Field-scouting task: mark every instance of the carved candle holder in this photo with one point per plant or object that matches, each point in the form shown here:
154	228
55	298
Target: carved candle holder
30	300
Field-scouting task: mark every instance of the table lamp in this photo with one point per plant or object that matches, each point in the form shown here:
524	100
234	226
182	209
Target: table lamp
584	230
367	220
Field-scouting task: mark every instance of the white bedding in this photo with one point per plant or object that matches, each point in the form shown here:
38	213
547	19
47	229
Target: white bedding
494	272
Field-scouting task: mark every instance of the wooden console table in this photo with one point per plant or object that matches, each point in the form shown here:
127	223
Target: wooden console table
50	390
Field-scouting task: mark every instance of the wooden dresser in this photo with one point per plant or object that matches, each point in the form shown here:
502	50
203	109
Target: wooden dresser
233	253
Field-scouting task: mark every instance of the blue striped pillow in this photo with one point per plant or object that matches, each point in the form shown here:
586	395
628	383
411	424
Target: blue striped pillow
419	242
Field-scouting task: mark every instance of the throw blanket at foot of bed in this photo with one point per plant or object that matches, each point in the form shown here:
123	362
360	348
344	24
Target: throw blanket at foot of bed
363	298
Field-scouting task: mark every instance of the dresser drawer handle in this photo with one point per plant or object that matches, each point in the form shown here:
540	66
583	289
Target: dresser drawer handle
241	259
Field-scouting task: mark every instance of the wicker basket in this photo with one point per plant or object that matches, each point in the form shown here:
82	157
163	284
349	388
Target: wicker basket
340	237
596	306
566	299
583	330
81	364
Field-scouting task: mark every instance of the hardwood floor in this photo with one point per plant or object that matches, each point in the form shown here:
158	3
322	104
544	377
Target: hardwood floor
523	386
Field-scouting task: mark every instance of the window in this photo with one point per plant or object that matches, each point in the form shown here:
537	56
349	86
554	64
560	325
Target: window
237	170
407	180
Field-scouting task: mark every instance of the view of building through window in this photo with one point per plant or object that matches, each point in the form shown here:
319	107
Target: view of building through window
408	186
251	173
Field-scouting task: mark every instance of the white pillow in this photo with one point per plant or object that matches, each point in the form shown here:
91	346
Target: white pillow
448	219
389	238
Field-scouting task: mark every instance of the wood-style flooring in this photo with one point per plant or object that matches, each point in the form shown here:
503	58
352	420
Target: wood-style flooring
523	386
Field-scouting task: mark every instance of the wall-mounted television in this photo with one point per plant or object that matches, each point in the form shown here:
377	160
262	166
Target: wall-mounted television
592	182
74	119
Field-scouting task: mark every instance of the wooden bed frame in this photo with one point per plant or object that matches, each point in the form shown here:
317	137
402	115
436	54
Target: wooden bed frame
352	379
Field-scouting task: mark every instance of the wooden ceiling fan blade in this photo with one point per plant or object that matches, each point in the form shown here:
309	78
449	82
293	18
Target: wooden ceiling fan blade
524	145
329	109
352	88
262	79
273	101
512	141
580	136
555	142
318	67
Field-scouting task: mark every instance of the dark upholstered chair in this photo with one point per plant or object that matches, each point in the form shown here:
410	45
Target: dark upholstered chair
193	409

TASK TO COMPLETE – Without omitting anything, retype all of the material above exactly.

OUTPUT BELOW –
Field-scouting task: mark every instance of the carved candle holder in this photo with one point per plant or object that matches, each point in the form shown here:
154	228
55	298
Target: carved candle holder
30	300
Field-scouting task: mark every instance of the table lamp in this photo with one point per plant or object that matches, each point in the form shown here:
524	100
234	226
182	209
Target: table lamp
584	230
367	220
Field-scouting task: mark every instance of the white bedding in this photo with one point per plant or object that matches, each point in the form shown here:
38	213
547	19
47	229
Target: white bedding
494	272
Field-scouting task: mark every instance of the wooden console table in this photo with one point per plant or object that matches, each point in the form shown here:
127	223
Target: wooden console table
50	390
Field-scouting task: mark every instance of the wooden dresser in this photo with one point per plant or object that matches, each point in the form shown here:
502	50
203	109
Target: wooden dresser
233	253
Field-scouting task: mark every instance of the blue striped pillow in this photo with one point per plant or object that matches, each point in the form shown here:
586	395
628	383
411	424
Target: blue striped pillow
419	242
Field-scouting task: mark every instance of the throw blanket at foot of bed in this photo with one point per plant or object that matches, each point in the form shown here:
123	362
360	348
344	24
Target: throw blanket at foot of bed
363	298
Field-scouting task: mark every instance of the dresser drawer handle in this photo with one point per plant or object that matches, each point in the form shown here:
540	66
583	289
Target: dresser drawer handle
241	259
Field-scouting task: mark every instance of the wicker basket in this photo with one point per plant or object that matches, each point in the form shown here:
82	157
163	284
349	388
Target: wicker basket
340	237
596	306
566	299
583	330
81	364
Field-scouting task: mark every instance of the hardwood floor in this photo with one point per plant or object that matches, each point in the form shown here:
158	3
322	104
544	377
Target: hardwood floor
523	386
Field-scouting task: mark every instance of the window in this photo with one point per plant or object that matches, each point in the form shown here:
537	56
349	86
554	64
560	325
Target: window
237	170
407	180
Field-scouting task: mark every instance of the view of building through window in this photo with one point per plant or object that matches, each point in the form shown here:
319	107
Target: view of building through window
408	186
251	173
Field-scouting task: mark every instance of the white pillow in this photo with one point per plant or object that matches, each point in the form shown here:
91	346
Target: white pillow
448	219
389	238
Field-scouting task: mark every instance of the wood-style flooring in this photo with one point per plant or object that matches, each point in the form shown here:
503	58
352	420
Target: wood-style flooring
523	386
Field-scouting task: mark every instance of the wall-mounted television in this photo with one point per plant or object that matches, each point in the form shown here:
377	160
262	166
Target: wall-mounted television
592	182
74	119
Field-scouting task: mark every instance of the wooden bed frame in this photo with one point per plant or object that matches, each point in the form shown here:
317	137
402	115
436	54
Target: wooden bed frame
352	379
Field-scouting task: mark every instance of the wooden ceiling fan blade in this photo with one point per plant or object that matches, each point in the form shown here:
309	78
449	82
293	18
Target: wooden ceiling fan blade
524	145
329	109
352	88
262	79
273	101
512	141
580	136
555	142
318	67
Field-scouting task: mark every instance of the dark upholstered chair in this photo with one point per plant or object that matches, each point in the form shown here:
410	45
Target: dark upholstered chair
193	409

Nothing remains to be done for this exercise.